Directive: Write every record out again exactly, and keep images out of it.

Input material:
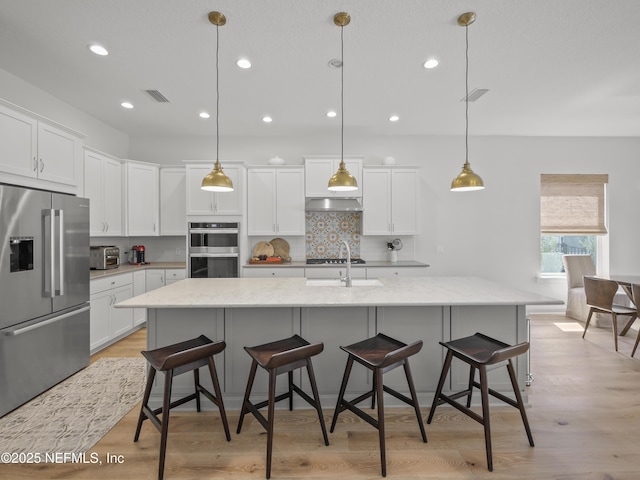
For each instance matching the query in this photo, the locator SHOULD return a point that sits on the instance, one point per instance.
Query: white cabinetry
(173, 201)
(377, 272)
(202, 202)
(107, 323)
(103, 187)
(319, 169)
(139, 287)
(157, 277)
(390, 200)
(141, 186)
(38, 153)
(276, 201)
(280, 272)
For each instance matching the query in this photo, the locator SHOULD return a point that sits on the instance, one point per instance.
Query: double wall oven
(213, 250)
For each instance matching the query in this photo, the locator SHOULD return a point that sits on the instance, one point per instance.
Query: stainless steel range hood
(333, 205)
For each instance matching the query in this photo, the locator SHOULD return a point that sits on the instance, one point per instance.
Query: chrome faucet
(347, 279)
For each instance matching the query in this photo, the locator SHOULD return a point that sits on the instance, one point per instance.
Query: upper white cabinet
(276, 201)
(173, 201)
(103, 187)
(38, 153)
(141, 203)
(390, 200)
(202, 202)
(319, 169)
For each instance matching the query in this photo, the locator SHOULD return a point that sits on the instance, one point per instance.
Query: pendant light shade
(342, 180)
(467, 180)
(216, 180)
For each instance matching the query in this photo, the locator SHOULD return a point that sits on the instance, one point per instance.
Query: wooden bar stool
(479, 351)
(281, 356)
(379, 354)
(173, 360)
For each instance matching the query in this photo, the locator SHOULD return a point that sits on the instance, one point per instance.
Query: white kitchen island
(252, 311)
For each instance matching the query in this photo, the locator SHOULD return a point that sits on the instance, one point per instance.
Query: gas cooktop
(331, 261)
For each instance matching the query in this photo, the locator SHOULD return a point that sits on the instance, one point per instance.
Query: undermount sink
(331, 282)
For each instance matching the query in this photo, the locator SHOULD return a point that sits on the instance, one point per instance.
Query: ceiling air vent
(157, 96)
(475, 94)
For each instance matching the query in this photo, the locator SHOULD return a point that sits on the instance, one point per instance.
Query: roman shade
(573, 204)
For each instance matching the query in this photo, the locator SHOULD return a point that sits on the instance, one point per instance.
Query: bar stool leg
(196, 382)
(443, 377)
(472, 377)
(523, 413)
(218, 393)
(343, 388)
(166, 401)
(316, 397)
(271, 410)
(379, 392)
(484, 390)
(414, 398)
(290, 379)
(247, 394)
(145, 401)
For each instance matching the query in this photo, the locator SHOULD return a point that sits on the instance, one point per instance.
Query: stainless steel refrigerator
(44, 291)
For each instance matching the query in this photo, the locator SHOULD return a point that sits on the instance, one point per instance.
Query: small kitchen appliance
(104, 257)
(136, 255)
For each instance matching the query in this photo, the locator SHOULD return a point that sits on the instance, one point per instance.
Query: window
(572, 217)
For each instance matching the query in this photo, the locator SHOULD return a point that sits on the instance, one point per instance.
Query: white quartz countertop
(293, 292)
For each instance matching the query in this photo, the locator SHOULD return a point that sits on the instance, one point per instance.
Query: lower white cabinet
(159, 277)
(281, 272)
(108, 323)
(139, 287)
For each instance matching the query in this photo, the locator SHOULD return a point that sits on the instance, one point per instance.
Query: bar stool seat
(281, 356)
(379, 354)
(174, 360)
(478, 351)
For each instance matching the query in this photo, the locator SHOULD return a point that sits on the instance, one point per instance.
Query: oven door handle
(200, 231)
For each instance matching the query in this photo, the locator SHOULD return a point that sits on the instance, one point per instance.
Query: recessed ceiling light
(243, 63)
(98, 49)
(431, 63)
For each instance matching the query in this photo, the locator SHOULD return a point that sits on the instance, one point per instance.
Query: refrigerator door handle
(20, 331)
(48, 260)
(60, 270)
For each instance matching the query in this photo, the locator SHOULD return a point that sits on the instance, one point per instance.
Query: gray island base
(252, 311)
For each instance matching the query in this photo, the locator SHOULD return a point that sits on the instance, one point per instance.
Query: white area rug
(75, 414)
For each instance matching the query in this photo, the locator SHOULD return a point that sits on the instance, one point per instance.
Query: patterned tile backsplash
(327, 230)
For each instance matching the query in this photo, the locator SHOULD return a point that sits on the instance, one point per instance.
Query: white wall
(99, 135)
(493, 233)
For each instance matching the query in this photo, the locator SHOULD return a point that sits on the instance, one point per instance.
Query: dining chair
(635, 289)
(600, 294)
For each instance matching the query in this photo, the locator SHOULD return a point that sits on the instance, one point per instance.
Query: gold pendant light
(467, 180)
(342, 180)
(216, 180)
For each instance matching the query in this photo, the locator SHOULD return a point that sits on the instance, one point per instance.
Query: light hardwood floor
(584, 412)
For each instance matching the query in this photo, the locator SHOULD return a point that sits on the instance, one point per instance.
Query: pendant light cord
(217, 93)
(342, 93)
(466, 98)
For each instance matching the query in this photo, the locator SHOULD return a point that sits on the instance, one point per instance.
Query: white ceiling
(552, 67)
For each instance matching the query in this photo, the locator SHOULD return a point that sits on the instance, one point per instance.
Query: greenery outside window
(572, 217)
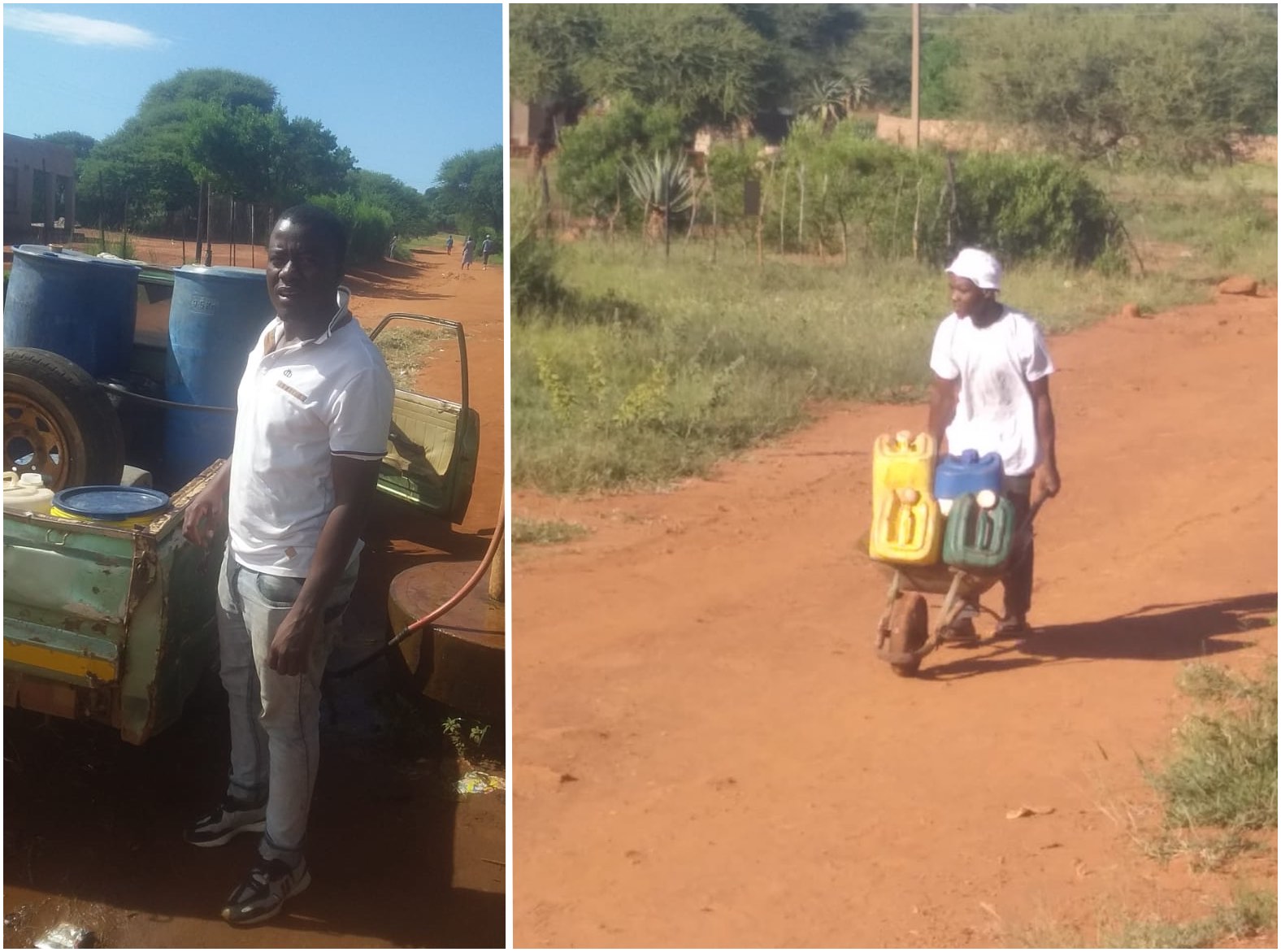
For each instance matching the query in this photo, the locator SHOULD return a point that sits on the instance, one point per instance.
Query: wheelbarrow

Solution for this exercise:
For each instance matching the query in this photo, the locator SHOULD return a point that sits on the instance, one point per instance.
Query: white cabinetry
(173, 201)
(377, 272)
(202, 202)
(107, 323)
(103, 187)
(319, 169)
(139, 287)
(157, 277)
(390, 200)
(141, 186)
(38, 153)
(276, 201)
(280, 272)
For each instance matching the query in this photo, the locator SHOULD return a point that sits on the instance, one point per instance.
Query: double wall oven
(213, 250)
For each instance matching the query in this photo, the locator SHOULD return a point that sits on the instance, one point per instance.
Query: stainless steel range hood
(333, 205)
For each instance matching the query in this photo, the locator SHOULD return a point that sits on the instance, one point per instance.
Query: chrome faucet
(347, 279)
For each instance matching the query in this photo, the locator SHOULD return a point that sits on the instance, one point per instance.
Query: upper white cabinet
(276, 201)
(173, 201)
(103, 187)
(38, 153)
(141, 203)
(390, 200)
(202, 202)
(319, 169)
For each instance matching the query in this photo, the locator SHOULD return a point that sits on the instance, one point per instance.
Query: pendant light shade
(342, 180)
(467, 180)
(216, 180)
For each instance matching the query in this photo, the locator SHOULD return a point that sits on the instance, one point per instance.
Query: wooden bar stool
(479, 351)
(281, 356)
(379, 354)
(173, 360)
For each instance matching the query in this photo, the locator SHOULD return a point that sits on the instance, one point per instance.
Query: white kitchen island
(252, 311)
For each instance matching the query in this photo, the locator SHOULD return a point that sits on the instance, one point per instance.
Query: gas cooktop
(331, 261)
For each instance matching the query in this photo, the locator SHOULD return a point that sits on the instance, one point per instance.
Query: undermount sink
(331, 282)
For each instance matching the query in this photo, the locator SHOULD return a point that sits on the instance, one point per instance.
Query: ceiling air vent
(157, 96)
(475, 94)
For each instance matching the query in this photo, the locator SHOULD return a point that sits on the instance, one point per instance.
Query: roman shade
(573, 204)
For each instance matching the query in this photo, the locator SHOULD return a point that sits on the instance, one point per instance.
Query: bar stool leg
(196, 382)
(443, 377)
(472, 377)
(523, 413)
(218, 393)
(343, 388)
(166, 401)
(316, 397)
(271, 410)
(379, 392)
(484, 390)
(414, 398)
(290, 379)
(247, 394)
(145, 401)
For each instance matching the query in this photo, the locator SHOULD return a point that sits on the instance, one point per instance.
Query: stainless steel refrigerator
(44, 291)
For each instance matching the query in this photo, the locator SHOULD return a point that sits on the instance, one point per instance.
Query: small kitchen appliance
(104, 257)
(136, 255)
For each instance matching the query in this photo, the locator SHOULD return a point that sits on the instance, one point per instance.
Query: window
(572, 217)
For each instance matching the query in this photo, the locator SHOULD return a point that sits on the instance, one point per instance.
Query: white quartz countertop
(293, 292)
For each instance matching the query in this photo, the locator SHOULD return a point that sits on the instance, one point per instance.
Query: lower white cabinet
(159, 277)
(281, 272)
(108, 323)
(139, 287)
For each instance matching the query in this photo, the locator SHOULD return a point that sits on the instance, one point per instance.
Query: bar stool seat
(281, 356)
(379, 354)
(174, 360)
(478, 351)
For each instance matching the query in this photo, the locator SHOULD return a point that sits on the instance, one point per instance.
Query: oven door handle
(200, 231)
For each instance matching the query in this photo, the locator SHOULD return a point that sits on the instance, one point per instance.
Query: recessed ceiling light
(243, 63)
(98, 49)
(431, 63)
For each instance matching the query in this photo, the locator SHOULD return a point that sits on the instance, one point per instance.
Query: refrigerator door handle
(20, 331)
(48, 260)
(60, 270)
For each instance matching the query in this photo, the locator SHOULD return a point that sits on the instance, one point per instance.
Query: gray island base
(252, 311)
For each instance matching the query in this photo, the locator SHOULD return a point that sits on the instance, one point per instance.
Query: white area rug
(75, 414)
For each instance matching the query in this photo, the locator SHOULD return a point that sits on the instance, one point per instance.
Query: patterned tile backsplash
(327, 230)
For each instance matching the query in this photo, the locator SHOULD return a point that sits on the instance, one point per instance.
Query: white wall
(99, 135)
(493, 233)
For each instance matching the query in this photo, the locator SHOULD return a point that sits on the instance, one point per instance.
Query: dining chair
(635, 289)
(600, 294)
For each instance matching the query in this photo, the locator SHOULD return a point that sits on the instance, one point per instance.
Query: gold pendant light
(467, 180)
(342, 180)
(216, 180)
For each instance matching the query in this photo, the locator SHOULD return a point that sits on the instance, one point per instance.
Query: light hardwood floor
(584, 412)
For each instance matching the query in this photo, the locator SHOULD return a point that sits on the instance, one point per instance.
Query: pendant light cord
(217, 93)
(342, 93)
(466, 98)
For each instance matching the query in this photo, the locator SHOULD return a point that sits on the instance, one point per instance.
Query: white ceiling
(552, 67)
For each instance matching the query in this photo, the locator SHOULD return a point that sits on the instance, one point per instance.
Query: greenery outside window
(572, 217)
For each instance matching the query in this photo, the locator SHOULD return a point that sits on the instance, one point per instance.
Query: wheelbarrow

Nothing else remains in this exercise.